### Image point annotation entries
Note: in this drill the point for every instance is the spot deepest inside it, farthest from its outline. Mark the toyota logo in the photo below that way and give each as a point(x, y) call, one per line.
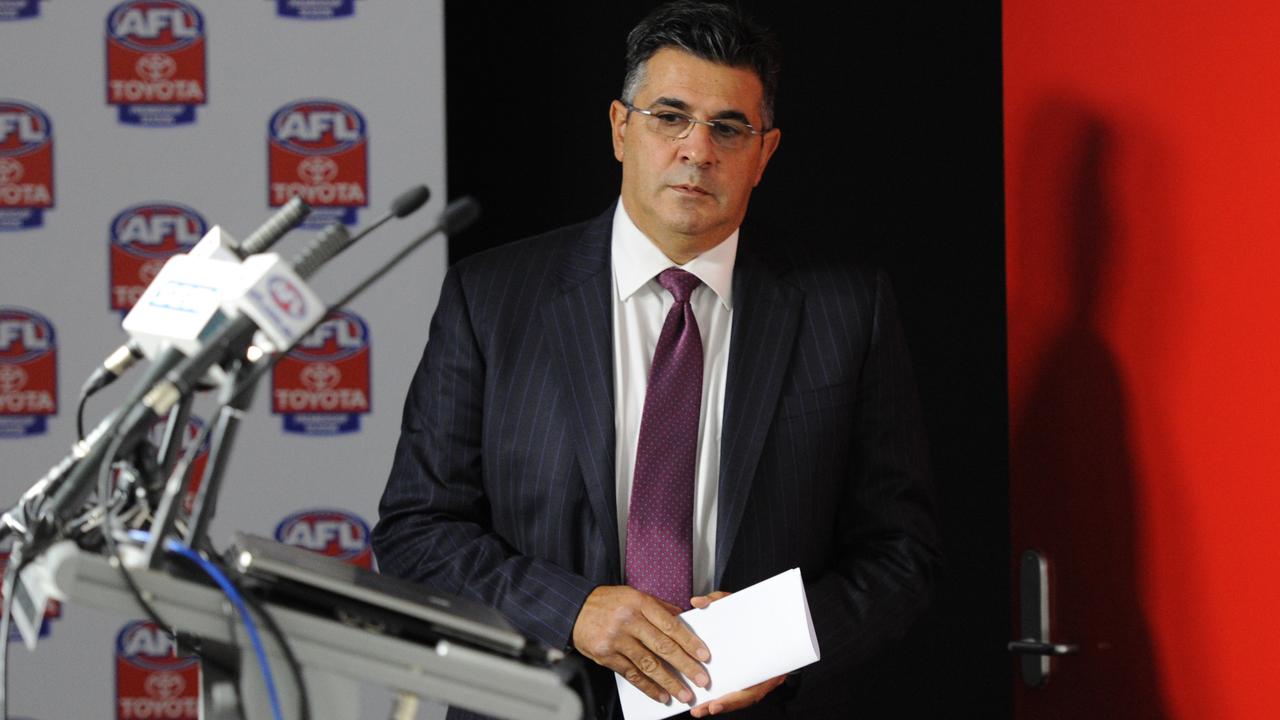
point(12, 378)
point(10, 171)
point(164, 684)
point(320, 376)
point(155, 67)
point(318, 171)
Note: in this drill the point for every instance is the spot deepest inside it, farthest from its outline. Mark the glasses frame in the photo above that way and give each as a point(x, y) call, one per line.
point(693, 122)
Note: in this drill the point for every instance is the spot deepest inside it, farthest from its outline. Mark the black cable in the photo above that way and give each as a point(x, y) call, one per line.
point(104, 490)
point(80, 417)
point(5, 615)
point(289, 659)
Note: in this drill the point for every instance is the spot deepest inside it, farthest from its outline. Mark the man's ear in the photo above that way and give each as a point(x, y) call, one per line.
point(618, 124)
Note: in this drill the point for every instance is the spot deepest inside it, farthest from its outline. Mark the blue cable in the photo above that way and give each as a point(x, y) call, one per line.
point(233, 595)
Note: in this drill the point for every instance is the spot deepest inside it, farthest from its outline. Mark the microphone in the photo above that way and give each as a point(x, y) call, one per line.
point(149, 331)
point(270, 297)
point(402, 206)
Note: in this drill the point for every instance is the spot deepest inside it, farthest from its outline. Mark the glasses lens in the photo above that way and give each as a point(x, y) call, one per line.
point(730, 133)
point(670, 123)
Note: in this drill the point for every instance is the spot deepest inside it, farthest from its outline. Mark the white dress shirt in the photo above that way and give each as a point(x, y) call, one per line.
point(640, 306)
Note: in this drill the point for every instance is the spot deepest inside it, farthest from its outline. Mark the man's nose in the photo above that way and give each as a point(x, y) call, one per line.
point(698, 147)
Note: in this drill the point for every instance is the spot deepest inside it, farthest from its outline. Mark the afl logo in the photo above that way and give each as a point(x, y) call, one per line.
point(323, 384)
point(151, 679)
point(287, 297)
point(28, 372)
point(23, 128)
point(155, 26)
point(26, 165)
point(341, 336)
point(141, 238)
point(24, 336)
point(146, 646)
point(318, 127)
point(318, 150)
point(334, 533)
point(155, 62)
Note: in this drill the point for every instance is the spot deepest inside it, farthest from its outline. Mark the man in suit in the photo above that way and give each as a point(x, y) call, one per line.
point(621, 419)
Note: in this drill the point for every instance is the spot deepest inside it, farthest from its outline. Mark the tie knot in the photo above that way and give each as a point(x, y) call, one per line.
point(679, 283)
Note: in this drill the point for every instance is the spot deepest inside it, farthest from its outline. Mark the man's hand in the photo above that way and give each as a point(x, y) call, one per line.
point(737, 700)
point(631, 633)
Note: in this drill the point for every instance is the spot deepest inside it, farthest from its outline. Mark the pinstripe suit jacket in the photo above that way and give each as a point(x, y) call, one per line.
point(503, 481)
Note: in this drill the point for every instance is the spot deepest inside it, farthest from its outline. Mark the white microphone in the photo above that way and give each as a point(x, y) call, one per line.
point(152, 326)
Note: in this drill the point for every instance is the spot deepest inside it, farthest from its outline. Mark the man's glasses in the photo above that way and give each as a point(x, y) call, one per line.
point(727, 132)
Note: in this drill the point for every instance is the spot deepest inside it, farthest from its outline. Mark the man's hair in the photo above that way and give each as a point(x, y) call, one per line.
point(711, 31)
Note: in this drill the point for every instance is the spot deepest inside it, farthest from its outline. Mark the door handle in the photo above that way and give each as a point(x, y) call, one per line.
point(1032, 647)
point(1036, 650)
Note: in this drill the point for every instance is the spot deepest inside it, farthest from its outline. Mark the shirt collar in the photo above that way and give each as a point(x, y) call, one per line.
point(636, 260)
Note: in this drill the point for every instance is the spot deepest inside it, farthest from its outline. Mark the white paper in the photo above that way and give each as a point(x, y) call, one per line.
point(753, 634)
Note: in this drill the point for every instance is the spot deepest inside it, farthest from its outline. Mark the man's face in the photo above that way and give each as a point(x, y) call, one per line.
point(688, 195)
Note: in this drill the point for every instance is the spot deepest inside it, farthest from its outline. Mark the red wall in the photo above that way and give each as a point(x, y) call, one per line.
point(1142, 158)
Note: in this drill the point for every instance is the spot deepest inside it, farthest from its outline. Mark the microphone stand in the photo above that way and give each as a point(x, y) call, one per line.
point(223, 428)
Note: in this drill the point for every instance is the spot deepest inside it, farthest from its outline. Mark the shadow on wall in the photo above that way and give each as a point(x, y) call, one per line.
point(1072, 455)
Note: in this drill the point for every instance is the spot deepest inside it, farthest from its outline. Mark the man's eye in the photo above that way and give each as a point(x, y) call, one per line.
point(730, 130)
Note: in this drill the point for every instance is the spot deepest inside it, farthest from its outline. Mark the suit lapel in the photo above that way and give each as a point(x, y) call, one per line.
point(766, 318)
point(580, 332)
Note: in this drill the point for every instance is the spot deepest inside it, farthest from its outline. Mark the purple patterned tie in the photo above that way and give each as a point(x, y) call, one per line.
point(661, 520)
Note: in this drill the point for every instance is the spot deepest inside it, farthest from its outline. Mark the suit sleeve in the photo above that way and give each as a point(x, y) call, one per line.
point(887, 552)
point(434, 520)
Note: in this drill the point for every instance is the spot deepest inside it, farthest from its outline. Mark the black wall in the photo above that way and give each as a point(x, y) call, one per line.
point(891, 151)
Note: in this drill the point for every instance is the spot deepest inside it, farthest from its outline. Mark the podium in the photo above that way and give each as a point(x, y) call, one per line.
point(334, 656)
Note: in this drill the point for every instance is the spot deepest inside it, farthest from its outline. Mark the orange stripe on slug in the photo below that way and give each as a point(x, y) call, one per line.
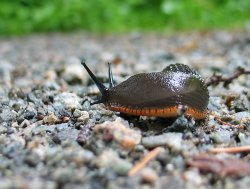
point(159, 112)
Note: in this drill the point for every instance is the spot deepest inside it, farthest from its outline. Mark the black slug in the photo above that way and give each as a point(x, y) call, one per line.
point(160, 94)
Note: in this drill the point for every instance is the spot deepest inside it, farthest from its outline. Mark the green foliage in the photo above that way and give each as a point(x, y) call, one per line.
point(26, 16)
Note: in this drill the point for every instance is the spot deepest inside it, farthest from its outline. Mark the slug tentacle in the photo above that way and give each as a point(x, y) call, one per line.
point(100, 86)
point(111, 80)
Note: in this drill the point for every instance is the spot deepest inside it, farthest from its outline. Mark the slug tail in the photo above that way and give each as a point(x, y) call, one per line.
point(100, 86)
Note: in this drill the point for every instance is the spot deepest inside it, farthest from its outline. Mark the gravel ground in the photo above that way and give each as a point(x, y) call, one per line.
point(50, 136)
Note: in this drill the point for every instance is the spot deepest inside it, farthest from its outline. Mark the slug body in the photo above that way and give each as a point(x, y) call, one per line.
point(160, 94)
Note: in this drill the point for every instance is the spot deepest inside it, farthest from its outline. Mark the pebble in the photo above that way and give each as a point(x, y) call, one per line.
point(8, 115)
point(172, 140)
point(110, 159)
point(126, 137)
point(42, 129)
point(221, 136)
point(74, 72)
point(67, 134)
point(68, 100)
point(82, 116)
point(148, 175)
point(50, 119)
point(62, 126)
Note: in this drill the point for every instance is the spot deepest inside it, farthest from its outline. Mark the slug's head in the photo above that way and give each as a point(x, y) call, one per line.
point(101, 87)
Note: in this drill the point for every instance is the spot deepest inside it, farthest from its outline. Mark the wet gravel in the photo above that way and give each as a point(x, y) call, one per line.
point(51, 137)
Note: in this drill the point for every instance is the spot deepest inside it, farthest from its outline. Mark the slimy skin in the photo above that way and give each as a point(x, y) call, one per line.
point(158, 94)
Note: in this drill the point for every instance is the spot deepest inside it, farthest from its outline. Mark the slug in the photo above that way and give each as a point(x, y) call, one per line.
point(175, 89)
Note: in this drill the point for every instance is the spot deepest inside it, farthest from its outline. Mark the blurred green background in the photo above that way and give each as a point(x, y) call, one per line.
point(28, 16)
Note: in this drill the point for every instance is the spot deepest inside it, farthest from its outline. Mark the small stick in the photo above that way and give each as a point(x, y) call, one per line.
point(216, 118)
point(151, 155)
point(236, 149)
point(215, 79)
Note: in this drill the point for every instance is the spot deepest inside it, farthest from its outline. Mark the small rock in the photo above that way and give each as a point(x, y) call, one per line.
point(84, 117)
point(74, 72)
point(241, 103)
point(68, 100)
point(3, 129)
point(221, 136)
point(148, 175)
point(111, 159)
point(43, 129)
point(50, 75)
point(67, 134)
point(117, 131)
point(50, 119)
point(29, 112)
point(172, 140)
point(8, 115)
point(62, 126)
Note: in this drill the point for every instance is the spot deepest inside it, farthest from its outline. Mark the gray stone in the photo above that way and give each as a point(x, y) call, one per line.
point(172, 140)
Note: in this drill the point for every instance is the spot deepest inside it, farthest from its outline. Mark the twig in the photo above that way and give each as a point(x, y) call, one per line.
point(216, 78)
point(216, 118)
point(151, 155)
point(236, 149)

### Instruction
Render the data from the line with "the small stick" up to and including the line with "point(215, 79)" as a two-column CSV with the headers input and output. Put each note under input and the point lines that follow it under output, quote every field, and turn any line breaks into spaces.

### Exercise answer
input,output
"Note: in this drill the point for every instance is the spot deepest inside it, farthest from its outline. Mark the small stick in the photo above that way and give each as a point(x, y) call, one per line.","point(216, 118) point(151, 155) point(236, 149) point(215, 79)"